EXERCISE GOAL – What's needed is a full, exact retyping of the records.
*** SOURCE DATA Section Begins ***
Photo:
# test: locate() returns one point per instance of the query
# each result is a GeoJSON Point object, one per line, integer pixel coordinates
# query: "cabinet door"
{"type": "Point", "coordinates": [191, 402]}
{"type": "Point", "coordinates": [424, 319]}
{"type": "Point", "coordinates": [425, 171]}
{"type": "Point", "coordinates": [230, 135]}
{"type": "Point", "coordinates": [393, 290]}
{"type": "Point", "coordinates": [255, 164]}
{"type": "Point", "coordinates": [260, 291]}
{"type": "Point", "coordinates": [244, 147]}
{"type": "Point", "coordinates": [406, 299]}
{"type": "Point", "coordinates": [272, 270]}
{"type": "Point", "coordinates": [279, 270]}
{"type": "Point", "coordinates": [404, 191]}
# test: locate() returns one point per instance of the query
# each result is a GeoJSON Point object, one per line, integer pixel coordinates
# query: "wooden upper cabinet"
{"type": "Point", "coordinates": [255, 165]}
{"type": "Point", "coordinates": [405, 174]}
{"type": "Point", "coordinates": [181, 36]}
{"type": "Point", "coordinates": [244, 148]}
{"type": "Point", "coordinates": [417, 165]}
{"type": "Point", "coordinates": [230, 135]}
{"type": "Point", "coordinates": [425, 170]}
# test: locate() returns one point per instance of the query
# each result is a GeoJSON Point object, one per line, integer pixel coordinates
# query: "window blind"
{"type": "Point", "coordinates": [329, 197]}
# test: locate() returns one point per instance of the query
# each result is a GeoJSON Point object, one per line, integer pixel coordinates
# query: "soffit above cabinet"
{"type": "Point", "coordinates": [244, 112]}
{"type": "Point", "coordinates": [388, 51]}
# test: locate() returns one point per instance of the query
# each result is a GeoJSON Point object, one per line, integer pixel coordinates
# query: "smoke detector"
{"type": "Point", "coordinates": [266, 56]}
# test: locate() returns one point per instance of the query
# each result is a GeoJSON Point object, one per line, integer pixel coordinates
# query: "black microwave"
*** SOURCE DATA Section Ends ***
OUTPUT OF THE TASK –
Photo:
# test: locate() returns one point per instance of the query
# each result is a GeoJSON Point object, one per line, integer pixel coordinates
# query: "cabinet door"
{"type": "Point", "coordinates": [191, 402]}
{"type": "Point", "coordinates": [424, 319]}
{"type": "Point", "coordinates": [425, 171]}
{"type": "Point", "coordinates": [230, 135]}
{"type": "Point", "coordinates": [393, 290]}
{"type": "Point", "coordinates": [255, 164]}
{"type": "Point", "coordinates": [260, 291]}
{"type": "Point", "coordinates": [244, 147]}
{"type": "Point", "coordinates": [406, 299]}
{"type": "Point", "coordinates": [272, 270]}
{"type": "Point", "coordinates": [279, 270]}
{"type": "Point", "coordinates": [404, 191]}
# test: locate() returns one point per instance of the query
# each result is a GeoJSON Point object, one per line, integer pixel coordinates
# query: "wooden upper cabinet"
{"type": "Point", "coordinates": [255, 165]}
{"type": "Point", "coordinates": [405, 174]}
{"type": "Point", "coordinates": [181, 36]}
{"type": "Point", "coordinates": [244, 148]}
{"type": "Point", "coordinates": [417, 165]}
{"type": "Point", "coordinates": [230, 135]}
{"type": "Point", "coordinates": [425, 170]}
# test: locate() returns one point per instance of the query
# each result is a GeoJSON Point object, one per line, integer pixel coordinates
# query: "window blind"
{"type": "Point", "coordinates": [329, 197]}
# test: locate() returns one point per instance of the query
# each result is a GeoJSON Point object, one per line, integer pixel coordinates
# query: "soffit above cabinet"
{"type": "Point", "coordinates": [244, 112]}
{"type": "Point", "coordinates": [388, 51]}
# test: locate() returns one point per instance of the query
# each result is a GeoJSON Point object, one per line, integer pixel coordinates
# query: "smoke detector"
{"type": "Point", "coordinates": [266, 56]}
# test: locate() returns one point per instance of the query
# each result is a GeoJSON Point object, one per line, integer pixel coordinates
# query: "black microwave"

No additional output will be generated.